__STATED GOAL__: Send back all the data below, exactly as given.
■ ■ ■ ■ ■ ■ ■
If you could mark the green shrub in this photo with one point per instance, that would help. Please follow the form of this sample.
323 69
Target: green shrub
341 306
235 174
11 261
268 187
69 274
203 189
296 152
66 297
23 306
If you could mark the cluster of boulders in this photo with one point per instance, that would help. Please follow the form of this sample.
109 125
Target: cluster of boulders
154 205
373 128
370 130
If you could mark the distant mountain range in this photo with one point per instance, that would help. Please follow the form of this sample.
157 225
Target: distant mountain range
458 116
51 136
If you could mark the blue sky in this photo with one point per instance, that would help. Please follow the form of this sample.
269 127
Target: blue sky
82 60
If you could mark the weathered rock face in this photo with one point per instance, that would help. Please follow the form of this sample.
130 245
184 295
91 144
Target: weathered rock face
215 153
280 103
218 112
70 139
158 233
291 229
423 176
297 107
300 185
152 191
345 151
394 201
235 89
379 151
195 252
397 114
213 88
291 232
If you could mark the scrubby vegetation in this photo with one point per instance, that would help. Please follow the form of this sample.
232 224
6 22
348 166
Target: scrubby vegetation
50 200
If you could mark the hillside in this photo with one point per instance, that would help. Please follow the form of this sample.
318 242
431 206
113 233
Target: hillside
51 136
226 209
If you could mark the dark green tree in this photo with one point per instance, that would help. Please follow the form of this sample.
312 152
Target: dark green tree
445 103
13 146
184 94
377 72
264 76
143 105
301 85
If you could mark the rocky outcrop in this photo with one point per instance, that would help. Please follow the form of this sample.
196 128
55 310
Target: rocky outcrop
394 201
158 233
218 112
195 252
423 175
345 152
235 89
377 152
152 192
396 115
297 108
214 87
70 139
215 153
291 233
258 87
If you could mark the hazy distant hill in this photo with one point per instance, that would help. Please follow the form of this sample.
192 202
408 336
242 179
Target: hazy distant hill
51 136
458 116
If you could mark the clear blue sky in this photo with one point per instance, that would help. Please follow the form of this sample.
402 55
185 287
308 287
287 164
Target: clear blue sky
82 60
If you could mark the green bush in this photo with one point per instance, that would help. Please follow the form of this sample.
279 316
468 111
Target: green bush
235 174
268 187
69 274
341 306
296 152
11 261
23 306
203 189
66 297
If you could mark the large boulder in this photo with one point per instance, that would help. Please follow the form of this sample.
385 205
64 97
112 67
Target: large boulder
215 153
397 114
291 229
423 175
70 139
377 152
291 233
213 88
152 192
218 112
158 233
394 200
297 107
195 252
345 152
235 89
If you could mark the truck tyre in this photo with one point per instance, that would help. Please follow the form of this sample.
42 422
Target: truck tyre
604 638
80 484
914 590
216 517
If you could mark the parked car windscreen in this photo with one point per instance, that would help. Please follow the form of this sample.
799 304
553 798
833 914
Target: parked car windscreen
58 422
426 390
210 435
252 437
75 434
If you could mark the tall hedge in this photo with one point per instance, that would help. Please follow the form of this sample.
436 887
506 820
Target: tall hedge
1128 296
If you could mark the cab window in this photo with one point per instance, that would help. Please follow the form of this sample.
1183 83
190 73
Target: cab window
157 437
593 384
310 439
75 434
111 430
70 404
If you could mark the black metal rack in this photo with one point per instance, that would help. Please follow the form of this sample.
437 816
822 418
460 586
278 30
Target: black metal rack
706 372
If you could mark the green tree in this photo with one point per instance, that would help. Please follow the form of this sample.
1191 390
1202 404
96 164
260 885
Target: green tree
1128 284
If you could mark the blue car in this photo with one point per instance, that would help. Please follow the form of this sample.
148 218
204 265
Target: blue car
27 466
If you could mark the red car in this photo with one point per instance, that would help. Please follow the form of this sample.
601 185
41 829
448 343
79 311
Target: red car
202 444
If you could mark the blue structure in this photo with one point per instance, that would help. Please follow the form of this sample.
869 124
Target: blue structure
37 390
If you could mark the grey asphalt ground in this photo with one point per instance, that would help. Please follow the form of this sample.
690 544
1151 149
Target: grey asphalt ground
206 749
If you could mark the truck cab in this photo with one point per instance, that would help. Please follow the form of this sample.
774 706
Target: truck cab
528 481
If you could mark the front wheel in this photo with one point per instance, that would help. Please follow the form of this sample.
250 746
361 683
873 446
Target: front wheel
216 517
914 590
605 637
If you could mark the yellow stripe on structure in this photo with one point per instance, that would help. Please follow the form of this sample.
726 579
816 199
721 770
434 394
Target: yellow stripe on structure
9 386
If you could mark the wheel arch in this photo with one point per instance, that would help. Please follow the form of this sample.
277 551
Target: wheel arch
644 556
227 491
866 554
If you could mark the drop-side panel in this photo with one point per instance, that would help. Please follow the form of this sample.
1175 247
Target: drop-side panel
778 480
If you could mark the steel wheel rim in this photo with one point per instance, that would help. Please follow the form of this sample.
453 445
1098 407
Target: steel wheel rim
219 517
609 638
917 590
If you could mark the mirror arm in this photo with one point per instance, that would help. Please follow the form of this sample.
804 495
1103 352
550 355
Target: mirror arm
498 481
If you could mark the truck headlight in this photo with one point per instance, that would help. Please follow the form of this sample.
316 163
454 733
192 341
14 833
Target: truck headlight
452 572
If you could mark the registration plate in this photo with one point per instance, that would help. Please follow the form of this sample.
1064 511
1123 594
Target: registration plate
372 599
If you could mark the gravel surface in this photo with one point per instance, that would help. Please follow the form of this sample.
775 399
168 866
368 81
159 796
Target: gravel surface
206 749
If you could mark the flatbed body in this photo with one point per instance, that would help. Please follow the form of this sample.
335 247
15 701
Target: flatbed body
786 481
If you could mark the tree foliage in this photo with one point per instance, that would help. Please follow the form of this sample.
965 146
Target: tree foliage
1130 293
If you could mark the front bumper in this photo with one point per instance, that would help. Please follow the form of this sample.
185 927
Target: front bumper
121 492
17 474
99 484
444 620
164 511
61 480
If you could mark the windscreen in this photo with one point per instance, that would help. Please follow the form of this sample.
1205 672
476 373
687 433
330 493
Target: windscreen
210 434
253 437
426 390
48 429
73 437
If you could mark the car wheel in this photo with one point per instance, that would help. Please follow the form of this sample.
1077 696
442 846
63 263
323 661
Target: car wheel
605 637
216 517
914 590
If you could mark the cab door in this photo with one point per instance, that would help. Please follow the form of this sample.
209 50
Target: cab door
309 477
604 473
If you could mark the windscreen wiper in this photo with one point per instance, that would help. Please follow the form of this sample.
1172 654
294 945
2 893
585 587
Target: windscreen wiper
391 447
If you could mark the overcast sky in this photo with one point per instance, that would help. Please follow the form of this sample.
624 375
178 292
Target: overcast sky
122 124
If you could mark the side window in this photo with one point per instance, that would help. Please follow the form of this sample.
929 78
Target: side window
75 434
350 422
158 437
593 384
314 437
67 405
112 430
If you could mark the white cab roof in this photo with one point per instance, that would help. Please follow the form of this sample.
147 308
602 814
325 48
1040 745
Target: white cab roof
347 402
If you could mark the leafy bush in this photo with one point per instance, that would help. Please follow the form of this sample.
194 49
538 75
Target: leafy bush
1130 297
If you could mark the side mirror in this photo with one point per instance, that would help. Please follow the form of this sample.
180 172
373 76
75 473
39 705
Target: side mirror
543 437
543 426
■ ■ ■ ■ ■ ■ ■
__REPLY TO THE TASK__:
If you could mark the green shrub in this photo with one point per instance, that would help. Please follow the form of this sample.
323 69
Target: green shrub
341 306
235 174
11 261
268 187
69 274
203 189
296 152
66 297
23 306
If you could mark the cluster of boulders in this photo with one point per instance, that would help. Please follow the form of this sample.
109 125
Target: cluster of boulders
154 205
373 128
370 130
If you could mark the distant mountain range in this photo with one point per instance, that would help. Please follow the form of this sample.
157 225
Target: distant mountain range
458 116
51 136
If you could mark the blue sky in this photo with one point per instance, that would help. Please follow the form of this sample.
269 127
Target: blue sky
82 60
If you could mark the weathered rock face in this photo with one point per instance, that would help. Please follow the form of this sample.
130 245
184 295
91 144
Target: weathered rock face
215 153
280 103
218 112
70 139
158 233
291 229
423 176
297 107
300 185
152 191
345 151
394 201
235 89
379 151
195 252
397 114
213 88
291 232
If you could mark the scrubby vegetation in this photo with one point per instance, that would help. Please follow the form of this sample.
232 224
6 22
348 166
Target: scrubby vegetation
50 200
If you could mark the hillside in this photo with one point per instance, that would help. Please follow the form of this sample.
318 242
431 206
113 233
Target: hillside
51 136
226 209
If you could mark the dark green tree in this photo with one point per instance, that would help. Please follow the form of this sample.
312 152
Target: dark green tree
445 103
13 146
184 94
377 72
264 76
143 105
301 85
If you could mark the rocky outcrop in this photo with one point per instance, that would help. Please follow the form of this sample.
196 128
55 310
Target: rocky outcrop
394 201
158 233
218 112
195 252
423 175
345 152
235 89
377 152
152 192
396 115
297 108
214 87
70 139
215 153
291 233
258 87
If you could mark the hazy distant hill in this photo with one point per instance, that would help. Please follow the form of this sample.
192 202
408 336
242 179
Target: hazy distant hill
51 136
458 116
If you could mark the clear blue sky in this photo with one point per instance, that would help. Please follow the form of this sample.
402 55
185 287
308 287
287 164
Target: clear blue sky
82 60
If you could mark the green bush in this photo with one point per instance, that would help. Please follow the form of this sample.
279 316
468 111
Target: green bush
235 174
268 187
69 274
341 306
296 152
11 261
23 306
203 189
66 297
If you could mark the large boulder in this photo with one point per instance, that would help. Please follow the form of this sample.
385 205
64 97
112 67
Target: large boulder
215 153
397 114
291 229
423 175
70 139
377 152
291 233
213 88
152 192
218 112
158 233
394 200
297 107
195 252
345 152
235 89
If you could mark the truck tyre in this photo with one point per instance, that would help. Please follow the form of this sample.
42 422
Target: truck tyre
604 638
80 484
914 590
216 517
If you could mark the parked car windscreen in this photo with one point per instance, that would help. Please follow the form of this sample.
799 304
553 798
833 914
Target: parked car windscreen
58 422
426 390
210 435
252 437
75 434
If you could mark the tall hedge in this photo with one point per instance, that would help. Please follow the form of this sample.
436 887
506 820
Target: tall hedge
1128 296
If you could mark the cab window in this photo with one point per instance, that would help. Please follow the form of this sample.
1183 83
190 73
Target: cab window
157 437
593 384
310 439
75 434
111 430
70 404
If you could mark the black metal rack in this photo with one point per instance, that would help. Please follow the form of this sample.
437 816
822 418
460 586
278 30
Target: black metal rack
706 372
If you could mark the green tree in this photo with one point per instance, that would help. Please follow the form of this sample.
1191 390
1202 404
96 164
260 885
Target: green tree
1128 284
If you could mark the blue car in this photo with one point per instance, that would help. Please follow the form of this sample.
148 218
204 265
Target: blue car
27 466
If you could mark the red car in this photo with one point per instance, that would help. Please follow the form of this sample.
601 185
41 829
448 343
79 311
Target: red car
202 444
If you could mark the blue structure in this photo with one point per instance, that would help. Please follow the form of this sample.
869 124
Target: blue structure
37 390
If you could mark the grey asphalt ground in this photo with one point per instance, that would help. Please follow the form of this sample.
690 544
1151 149
Target: grey asphalt ground
206 749
If you could mark the truck cab in this photo with one point per instance, that would help. Please follow the form of this sample.
774 706
Target: truck cab
528 481
If you could mark the front wheel in this photo with one point per instance, that would help. Please follow the form of this sample.
250 746
361 683
873 446
Target: front wheel
216 517
914 590
605 637
If you could mark the yellow stripe on structure in this photo with one point per instance, that would help. Please follow the form of this sample.
726 579
816 199
721 770
434 394
Target: yellow stripe on structure
9 386
If you could mark the wheel arch in this photo with one point per instance, that would help. Please follow the form of this sample.
277 551
Target: wheel arch
644 556
227 491
866 554
If you could mark the drop-side panel in this photo with one point per instance, that would help. Please follow the form of this sample.
1175 247
Target: drop-side panel
778 480
If you could mark the steel wheel rim in this photo with one point per instance, that would help. Please follow the form of this sample.
453 445
1098 407
Target: steel wheel rim
219 517
609 638
917 590
If you could mark the mirror arm in this photo with one point per instance, that would help. Please follow the form of this sample.
804 495
1103 352
550 355
Target: mirror arm
498 481
If you could mark the truck headlight in this photo with one point per instance, that would help. Please follow the form of this sample.
316 163
454 733
192 341
14 833
Target: truck headlight
452 572
If you could mark the registration plate in this photo with one point per instance, that would help. Please follow the form of this sample.
1064 511
1123 594
Target: registration plate
372 599
If you could mark the gravel surface in this photo with one point per instance, that would help. Please follow the form of this sample.
775 399
168 866
368 81
159 796
Target: gravel surface
206 749
If you could mark the flatbed body in this photo with one point per instance, that would help. Please follow the form of this sample.
335 247
15 701
Target: flatbed body
786 481
If you could mark the tree foliage in this photo with one point per instance, that would help. Please follow the form of this sample.
965 146
Target: tree foliage
1130 293
If you could mark the front bumper in this photo with one point per instance, that would help. Please follow the form of this sample.
185 927
Target: front bumper
121 492
17 474
99 484
444 620
164 511
61 480
If you could mark the windscreen in this photo with one point per instance, that would help. Please follow the form of this sample.
1205 672
476 373
687 433
330 493
Target: windscreen
210 434
253 437
426 390
48 429
73 437
If you could mark the car wheel in this photo with one point per instance, that would help. Please follow the form of this sample.
1077 696
442 846
63 263
323 661
Target: car wheel
605 637
216 517
914 590
If you could mark the cab door in this photo with one point per instance, that would help. Please follow the form of this sample.
209 50
Target: cab door
309 477
604 473
If you could mark the windscreen wiper in this photo with one point per instance, that would help. Please follow the form of this sample.
1172 654
294 945
2 893
585 587
Target: windscreen wiper
391 447
If you could mark the overcast sky in this photo with one point per instance, that would help. Please follow the form of this sample.
624 375
178 292
Target: overcast sky
122 124
If you could mark the side window in this photo with one point per instance, that would help. Please follow the form of this sample.
929 78
Target: side window
75 434
350 422
158 437
593 384
314 437
67 405
112 430
If you could mark the white cab roof in this photo with one point per instance, that would help. Please follow the form of this sample.
147 308
602 814
325 48
1040 745
Target: white cab roof
347 402
If you could mark the leafy bush in this photo with one point per instance, that would help. Please follow the form of this sample.
194 49
538 75
Target: leafy bush
1130 297
If you could mark the side mirror in this photo with one point per instance, that would help. Please follow the form of this sample.
180 172
373 76
75 473
39 705
Target: side mirror
543 437
543 426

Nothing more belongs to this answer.